** BEGIN Input for this task **

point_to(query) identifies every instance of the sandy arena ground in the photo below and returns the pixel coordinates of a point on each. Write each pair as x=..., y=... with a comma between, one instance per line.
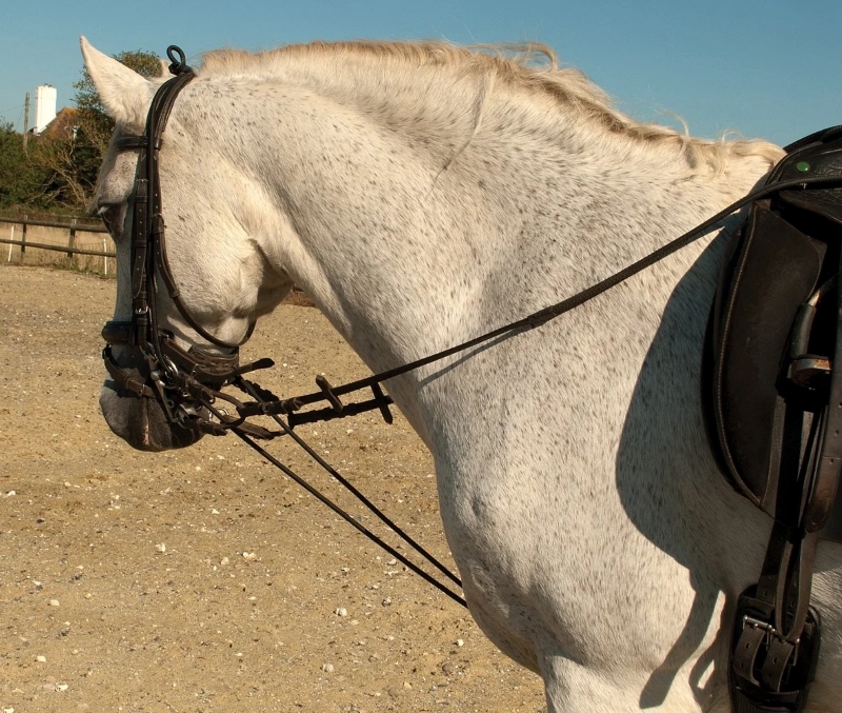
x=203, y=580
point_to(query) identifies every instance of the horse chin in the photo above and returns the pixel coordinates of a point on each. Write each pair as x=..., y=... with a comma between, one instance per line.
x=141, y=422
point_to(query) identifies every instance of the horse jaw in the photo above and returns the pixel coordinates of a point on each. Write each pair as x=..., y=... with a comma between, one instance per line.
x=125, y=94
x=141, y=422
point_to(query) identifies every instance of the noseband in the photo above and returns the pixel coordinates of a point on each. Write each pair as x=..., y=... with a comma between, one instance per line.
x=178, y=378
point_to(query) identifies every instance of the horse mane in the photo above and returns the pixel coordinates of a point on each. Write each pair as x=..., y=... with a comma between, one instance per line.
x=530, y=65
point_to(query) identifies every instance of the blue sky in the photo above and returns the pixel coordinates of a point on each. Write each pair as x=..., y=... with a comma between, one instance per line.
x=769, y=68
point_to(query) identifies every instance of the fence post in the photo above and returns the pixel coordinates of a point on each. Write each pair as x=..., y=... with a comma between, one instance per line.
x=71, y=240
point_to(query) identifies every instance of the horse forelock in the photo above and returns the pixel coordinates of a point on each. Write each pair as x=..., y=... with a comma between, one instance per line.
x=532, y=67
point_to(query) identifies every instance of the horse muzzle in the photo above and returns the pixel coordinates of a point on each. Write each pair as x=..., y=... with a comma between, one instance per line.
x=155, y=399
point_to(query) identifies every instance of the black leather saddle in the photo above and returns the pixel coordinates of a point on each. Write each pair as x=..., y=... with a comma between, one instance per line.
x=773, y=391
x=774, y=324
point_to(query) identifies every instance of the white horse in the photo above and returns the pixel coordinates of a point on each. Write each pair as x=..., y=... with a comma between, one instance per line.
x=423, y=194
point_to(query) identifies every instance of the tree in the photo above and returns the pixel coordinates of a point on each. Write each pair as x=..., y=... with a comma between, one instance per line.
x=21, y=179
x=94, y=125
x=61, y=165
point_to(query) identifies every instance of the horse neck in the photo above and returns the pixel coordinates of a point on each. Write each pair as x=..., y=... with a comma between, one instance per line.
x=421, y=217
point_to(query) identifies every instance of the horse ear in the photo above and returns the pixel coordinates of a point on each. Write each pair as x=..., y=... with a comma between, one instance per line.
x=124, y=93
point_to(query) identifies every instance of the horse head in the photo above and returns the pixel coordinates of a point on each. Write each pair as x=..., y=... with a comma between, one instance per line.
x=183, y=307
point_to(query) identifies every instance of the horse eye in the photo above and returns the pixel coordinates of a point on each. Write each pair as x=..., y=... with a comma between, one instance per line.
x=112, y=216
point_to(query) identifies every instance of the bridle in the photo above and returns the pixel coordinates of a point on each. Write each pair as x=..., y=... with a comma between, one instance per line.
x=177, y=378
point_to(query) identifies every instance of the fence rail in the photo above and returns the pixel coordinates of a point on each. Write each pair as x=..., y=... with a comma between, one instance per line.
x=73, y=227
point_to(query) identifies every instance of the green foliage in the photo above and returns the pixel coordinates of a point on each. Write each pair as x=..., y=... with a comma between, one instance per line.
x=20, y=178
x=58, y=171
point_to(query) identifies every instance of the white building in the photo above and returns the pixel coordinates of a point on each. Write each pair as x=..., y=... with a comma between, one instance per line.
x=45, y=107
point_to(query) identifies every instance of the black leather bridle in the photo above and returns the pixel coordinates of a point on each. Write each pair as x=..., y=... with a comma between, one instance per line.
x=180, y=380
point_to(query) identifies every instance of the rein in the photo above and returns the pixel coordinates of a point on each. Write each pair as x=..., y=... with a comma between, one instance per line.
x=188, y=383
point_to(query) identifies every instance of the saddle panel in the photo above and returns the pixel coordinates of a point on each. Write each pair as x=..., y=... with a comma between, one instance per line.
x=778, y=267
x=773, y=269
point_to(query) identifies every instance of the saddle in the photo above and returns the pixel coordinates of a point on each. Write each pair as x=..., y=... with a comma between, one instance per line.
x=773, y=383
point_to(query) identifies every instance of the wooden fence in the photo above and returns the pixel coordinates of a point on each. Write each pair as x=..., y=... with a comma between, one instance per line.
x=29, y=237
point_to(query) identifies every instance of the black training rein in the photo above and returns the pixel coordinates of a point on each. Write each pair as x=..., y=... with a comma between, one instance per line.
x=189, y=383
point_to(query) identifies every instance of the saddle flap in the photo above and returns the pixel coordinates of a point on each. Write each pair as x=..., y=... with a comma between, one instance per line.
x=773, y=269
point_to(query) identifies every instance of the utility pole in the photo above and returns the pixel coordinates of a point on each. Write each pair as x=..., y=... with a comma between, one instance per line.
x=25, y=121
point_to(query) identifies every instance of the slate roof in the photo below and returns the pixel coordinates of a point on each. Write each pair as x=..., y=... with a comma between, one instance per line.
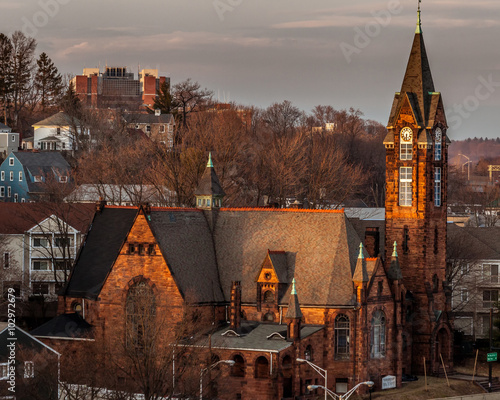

** END Input for this task **

» Task objective
Please format all of the lines above as a numbered list, skipping any blank lines and leaving the pictures out.

» Task response
1. point_to(query) identifies every instance of the sandy arena ground in the photo below and returns the pixel coordinates of a point on each. Write each pair as x=..., y=... with a comma between, one instance per line.
2. x=203, y=580
3. point_to(query) identifies every instance of the horse chin in the photo above and returns the pixel coordinates of a point on each. Write each pair as x=..., y=... with a comma between, one instance per line.
4. x=141, y=422
5. point_to(query) identifies every instance of the horse jaw in the photo above and returns the pixel coordinates of a point on each. Write each pair as x=..., y=... with a comma between, one instance per line.
6. x=125, y=94
7. x=141, y=422
8. point_to(query) identifies every instance of the noseband in the photo above and returns the pixel coordinates of a point on each. Write each pair as x=..., y=... with a comma between, one instance per line.
9. x=178, y=378
10. point_to(query) identifies every instance of the horse mane in the photo above and returns the pixel coordinates of a point on each. Write each pair as x=..., y=... with a comma between, one instance per line.
11. x=530, y=65
12. point_to(query) identifies every instance of the blue sky in the photo above and returns the pixel coordinates of a point on each. Write each pair as x=..., y=... with a comma between, one instance per line.
13. x=769, y=68
14. point_to(query) identifies every instance of the fence post in the photo above and returns the pixel coordinates of a point on each. Write each pair as x=..., y=... with a comma between, one instance per line.
15. x=71, y=240
16. point_to(query) identifies every instance of the horse forelock in the photo above and returns the pixel coordinates of a point on each. Write each pair as x=..., y=... with a comma between, one instance per line.
17. x=532, y=67
18. point_to(query) identifies every instance of the horse muzzle in the photo above and returns the pixel coordinates of a point on each. Write each pair as x=..., y=... with a comma between, one instance per line.
19. x=155, y=399
20. point_to(query) identifies every instance of the black leather saddle in the photo above and returns the pixel coordinates of a point on each. Write each pair as x=..., y=... with a comma between, one instance per line.
21. x=773, y=391
22. x=774, y=324
23. point_to(query) identifies every instance of the white horse in the photo above and returns the pixel coordinates of a point on each. Write each pair as x=..., y=... with a comma between, one instance per line.
24. x=423, y=194
25. point_to(query) identifies every instance of the tree in the photo above and returns the pixel coordinates of a point on each. Write each pair as x=..., y=... with a comma between, one instance per line.
26. x=21, y=179
27. x=94, y=125
28. x=61, y=165
29. point_to(query) identifies every instance of the horse neck in the photo above and returns the pixel coordinates of a point on each. Write each pair as x=..., y=... with a comma between, one instance per line.
30. x=421, y=217
31. point_to(query) identifies every instance of the horse ear in the photo above and returns the pixel coordinates of a point on each. Write each pair as x=..., y=... with a comma between, one instance per line.
32. x=124, y=93
33. point_to(query) identifies every instance of the horse head in the photo above and returns the pixel coordinates of a point on each. Write each pair as x=..., y=... with a comma between, one instance per line.
34. x=183, y=307
35. point_to(query) identifies every instance of the horse eye in the photo above and returns the pixel coordinates of a point on each. Write each pair as x=..., y=... with a comma between, one instance per line.
36. x=112, y=216
37. point_to(query) identifies every instance of the bridle in the photo above and returns the pixel coordinates of a point on each. Write each pair as x=..., y=... with a comma between, one instance per line.
38. x=177, y=378
39. point_to(query) identifies every instance of the fence rail in the photo above and returns the pixel coordinates of a point on each. Write each pair as x=..., y=... with a comma between, one instance per line.
40. x=73, y=227
41. point_to(query) identifies every instance of the green foliage in the photo above and returns the pixel coordinates of a point on each. Write each pair as x=..., y=... with a comma between, one instance per line.
42. x=20, y=178
43. x=58, y=171
44. point_to(query) identifies every instance of the white building in the photo above and returns the pixel coordinates of a point on each. Write each pair as x=..., y=... with a comma between, one instance per line.
45. x=45, y=107
46. point_to(query) identifies every instance of the black leather bridle in the photo above and returns the pixel coordinates of a point on each. Write each pair as x=..., y=... with a comma between, one instance per line.
47. x=180, y=380
48. point_to(query) identifies every instance of the rein in the photo above and returns the pixel coordinates of a point on each. Write each pair as x=..., y=... with a comma between, one instance per line.
49. x=188, y=383
50. point_to(query) identifies every instance of the saddle panel in the photo above and returns the pixel coordinates of a point on each. Write each pair as x=..., y=... with a comma between, one instance per line.
51. x=778, y=267
52. x=773, y=269
53. point_to(query) identifies every instance of the saddle in the photo above and returns the pixel coordinates of a point on each. Write each pair as x=..., y=... with a comma between, one instance per line.
54. x=773, y=383
55. point_to(query) identifies every instance of the wooden fence in the photo above and returns the pixel coordinates of a point on each. Write each pair as x=..., y=... with a comma between, one instance per line.
56. x=29, y=237
57. point_to(query) identifies every instance of the black training rein in the photo above and returns the pixel coordinates of a point on each. Write each pair as x=..., y=... with a comma between, one instance per line.
58. x=189, y=383
59. point_to(query) identifies every instance of the saddle flap in the photo above and returns the pixel coordinates of a point on each. Write each pair as x=..., y=... with a comma between, one instance per line.
60. x=773, y=269
61. point_to(query) identifies every instance of the utility pole in the photo above and returns the pixel coordinates of a point on each. Write each pair as x=..., y=... with a comma between, one instance per line.
62. x=25, y=121
63. point_to(query) identifies every instance of the slate roof in the photo below and returns the pixel coordinates of a point on each. Write each pair as x=..., y=... with a comma between, one instance per line.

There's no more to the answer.